Exercise prompt => After locating the line with "Locate every instance of the eroded" in the data that follows, return it and every later line exactly, up to and including the line with "Locate every instance of the exposed".

------ Task material ------

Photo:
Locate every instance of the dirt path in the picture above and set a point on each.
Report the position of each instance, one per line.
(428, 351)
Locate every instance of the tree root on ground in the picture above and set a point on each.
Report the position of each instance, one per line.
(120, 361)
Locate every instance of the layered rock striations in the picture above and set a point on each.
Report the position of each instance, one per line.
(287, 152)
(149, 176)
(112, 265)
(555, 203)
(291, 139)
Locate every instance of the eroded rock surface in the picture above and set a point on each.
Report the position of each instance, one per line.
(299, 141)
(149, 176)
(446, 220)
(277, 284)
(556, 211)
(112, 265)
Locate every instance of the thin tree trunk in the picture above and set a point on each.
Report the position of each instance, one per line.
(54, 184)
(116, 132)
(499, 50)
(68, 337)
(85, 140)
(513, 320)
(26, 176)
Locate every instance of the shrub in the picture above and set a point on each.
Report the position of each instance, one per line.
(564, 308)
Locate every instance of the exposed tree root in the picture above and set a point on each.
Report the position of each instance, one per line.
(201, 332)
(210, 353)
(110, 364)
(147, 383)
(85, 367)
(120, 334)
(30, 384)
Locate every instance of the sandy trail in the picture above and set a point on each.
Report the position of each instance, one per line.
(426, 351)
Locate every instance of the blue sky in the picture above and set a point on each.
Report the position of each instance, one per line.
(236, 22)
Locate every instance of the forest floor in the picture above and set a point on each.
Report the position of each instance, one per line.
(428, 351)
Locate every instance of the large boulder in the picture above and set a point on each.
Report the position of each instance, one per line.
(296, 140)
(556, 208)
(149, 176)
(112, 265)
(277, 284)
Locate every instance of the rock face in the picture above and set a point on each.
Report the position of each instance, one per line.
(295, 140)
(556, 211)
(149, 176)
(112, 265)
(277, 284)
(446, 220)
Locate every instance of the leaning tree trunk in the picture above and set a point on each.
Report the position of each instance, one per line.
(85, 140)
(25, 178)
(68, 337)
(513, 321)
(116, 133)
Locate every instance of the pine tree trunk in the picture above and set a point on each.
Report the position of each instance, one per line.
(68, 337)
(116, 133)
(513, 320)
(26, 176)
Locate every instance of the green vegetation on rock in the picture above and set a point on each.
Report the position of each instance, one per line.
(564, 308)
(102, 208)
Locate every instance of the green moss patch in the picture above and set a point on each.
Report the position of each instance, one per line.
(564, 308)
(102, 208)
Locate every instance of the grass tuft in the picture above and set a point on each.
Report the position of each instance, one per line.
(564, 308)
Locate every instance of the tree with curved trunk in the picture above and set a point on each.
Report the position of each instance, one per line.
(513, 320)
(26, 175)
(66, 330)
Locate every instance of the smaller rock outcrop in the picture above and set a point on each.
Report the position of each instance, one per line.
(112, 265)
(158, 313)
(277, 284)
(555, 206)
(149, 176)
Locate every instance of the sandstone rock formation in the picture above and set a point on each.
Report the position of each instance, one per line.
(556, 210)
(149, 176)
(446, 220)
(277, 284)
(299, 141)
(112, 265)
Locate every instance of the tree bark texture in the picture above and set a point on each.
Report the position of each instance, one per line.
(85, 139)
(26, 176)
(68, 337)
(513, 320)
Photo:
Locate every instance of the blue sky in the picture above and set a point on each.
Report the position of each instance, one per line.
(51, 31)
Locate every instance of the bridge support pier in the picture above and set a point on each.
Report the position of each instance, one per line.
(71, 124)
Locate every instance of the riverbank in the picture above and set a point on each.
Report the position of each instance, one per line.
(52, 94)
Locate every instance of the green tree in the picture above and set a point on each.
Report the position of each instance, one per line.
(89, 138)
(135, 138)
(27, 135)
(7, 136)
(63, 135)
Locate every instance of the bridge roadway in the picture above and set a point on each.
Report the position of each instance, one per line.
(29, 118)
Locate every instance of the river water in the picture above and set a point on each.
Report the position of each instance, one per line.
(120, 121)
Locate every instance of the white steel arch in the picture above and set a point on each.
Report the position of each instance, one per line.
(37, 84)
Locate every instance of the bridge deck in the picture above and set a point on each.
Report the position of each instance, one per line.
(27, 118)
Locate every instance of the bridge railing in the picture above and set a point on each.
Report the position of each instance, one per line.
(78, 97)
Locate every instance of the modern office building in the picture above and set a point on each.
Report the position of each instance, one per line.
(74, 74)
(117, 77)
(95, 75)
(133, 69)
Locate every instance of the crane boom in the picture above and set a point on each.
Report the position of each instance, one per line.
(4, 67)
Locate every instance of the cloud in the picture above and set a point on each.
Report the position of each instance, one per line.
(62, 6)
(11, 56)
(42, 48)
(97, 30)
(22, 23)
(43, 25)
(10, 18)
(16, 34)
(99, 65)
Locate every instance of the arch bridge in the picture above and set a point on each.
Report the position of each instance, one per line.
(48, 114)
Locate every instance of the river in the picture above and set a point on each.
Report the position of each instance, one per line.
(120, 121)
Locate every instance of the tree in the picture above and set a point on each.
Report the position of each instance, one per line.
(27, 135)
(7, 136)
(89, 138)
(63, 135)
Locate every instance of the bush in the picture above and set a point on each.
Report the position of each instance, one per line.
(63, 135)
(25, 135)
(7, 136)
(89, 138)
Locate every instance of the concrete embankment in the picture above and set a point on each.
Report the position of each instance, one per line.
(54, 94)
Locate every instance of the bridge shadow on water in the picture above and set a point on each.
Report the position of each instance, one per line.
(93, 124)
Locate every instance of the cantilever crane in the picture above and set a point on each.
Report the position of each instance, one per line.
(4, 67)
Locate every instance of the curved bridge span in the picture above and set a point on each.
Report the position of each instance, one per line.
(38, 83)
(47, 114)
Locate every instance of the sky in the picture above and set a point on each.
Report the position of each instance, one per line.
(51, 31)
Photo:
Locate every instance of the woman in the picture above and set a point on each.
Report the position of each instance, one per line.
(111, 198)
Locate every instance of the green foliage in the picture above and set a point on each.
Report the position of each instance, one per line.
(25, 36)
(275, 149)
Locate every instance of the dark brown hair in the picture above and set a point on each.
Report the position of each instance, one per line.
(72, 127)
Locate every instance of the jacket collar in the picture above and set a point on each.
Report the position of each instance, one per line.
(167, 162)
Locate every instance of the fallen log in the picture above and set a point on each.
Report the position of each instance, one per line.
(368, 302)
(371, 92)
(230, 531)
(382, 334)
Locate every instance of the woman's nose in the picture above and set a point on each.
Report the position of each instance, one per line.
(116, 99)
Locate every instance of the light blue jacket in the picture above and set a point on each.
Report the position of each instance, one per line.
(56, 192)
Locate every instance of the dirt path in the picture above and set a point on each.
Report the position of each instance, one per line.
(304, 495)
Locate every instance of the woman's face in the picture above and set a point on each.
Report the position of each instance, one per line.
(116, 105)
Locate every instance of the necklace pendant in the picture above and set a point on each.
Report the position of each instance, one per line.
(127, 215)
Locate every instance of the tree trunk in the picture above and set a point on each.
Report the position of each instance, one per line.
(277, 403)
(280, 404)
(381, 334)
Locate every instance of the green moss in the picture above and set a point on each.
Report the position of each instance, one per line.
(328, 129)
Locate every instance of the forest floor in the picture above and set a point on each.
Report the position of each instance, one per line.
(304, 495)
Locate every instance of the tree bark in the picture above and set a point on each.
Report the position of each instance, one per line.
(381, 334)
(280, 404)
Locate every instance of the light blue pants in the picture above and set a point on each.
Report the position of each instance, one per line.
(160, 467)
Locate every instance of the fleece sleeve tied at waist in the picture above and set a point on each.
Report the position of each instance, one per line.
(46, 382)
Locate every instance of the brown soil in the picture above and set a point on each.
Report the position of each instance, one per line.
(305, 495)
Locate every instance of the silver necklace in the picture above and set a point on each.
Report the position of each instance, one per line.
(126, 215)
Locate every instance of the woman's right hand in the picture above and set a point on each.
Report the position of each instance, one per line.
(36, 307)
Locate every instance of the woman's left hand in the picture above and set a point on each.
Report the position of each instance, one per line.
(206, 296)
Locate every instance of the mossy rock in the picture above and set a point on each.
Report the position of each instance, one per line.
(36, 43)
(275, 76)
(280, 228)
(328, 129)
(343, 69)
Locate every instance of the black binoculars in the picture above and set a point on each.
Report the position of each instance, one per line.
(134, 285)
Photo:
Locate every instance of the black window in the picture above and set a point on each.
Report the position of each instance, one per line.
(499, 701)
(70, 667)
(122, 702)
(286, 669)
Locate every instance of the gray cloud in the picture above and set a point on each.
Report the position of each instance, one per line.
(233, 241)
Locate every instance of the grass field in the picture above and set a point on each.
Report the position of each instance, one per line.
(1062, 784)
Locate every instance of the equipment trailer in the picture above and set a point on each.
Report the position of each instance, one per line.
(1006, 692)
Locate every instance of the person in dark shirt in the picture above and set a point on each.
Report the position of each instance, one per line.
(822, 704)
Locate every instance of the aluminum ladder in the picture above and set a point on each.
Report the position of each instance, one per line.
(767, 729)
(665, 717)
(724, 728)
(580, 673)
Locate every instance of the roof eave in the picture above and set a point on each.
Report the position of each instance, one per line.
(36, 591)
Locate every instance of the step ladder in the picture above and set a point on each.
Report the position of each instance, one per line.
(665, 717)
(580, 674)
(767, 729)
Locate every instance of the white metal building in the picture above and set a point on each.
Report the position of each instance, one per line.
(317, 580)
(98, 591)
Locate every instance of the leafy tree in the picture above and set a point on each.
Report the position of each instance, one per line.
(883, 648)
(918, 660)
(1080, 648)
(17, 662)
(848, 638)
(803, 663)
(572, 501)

------

Response area =>
Locate every instance of the eroded rock surface in the picture above and set a point on each.
Report the position of each instance, one per line.
(299, 141)
(149, 176)
(446, 220)
(277, 284)
(556, 211)
(112, 265)
Locate every instance of the thin tree trunk in the picture above and set a point on each.
Report the position of each instance, one per line.
(54, 184)
(116, 132)
(499, 50)
(68, 337)
(85, 140)
(513, 320)
(26, 176)
Locate every instance of the shrub in the picture above and set a point on each.
Report the position of each instance, one per line.
(564, 308)
Locate every instance of the exposed tree root in the picture above and set a point on each.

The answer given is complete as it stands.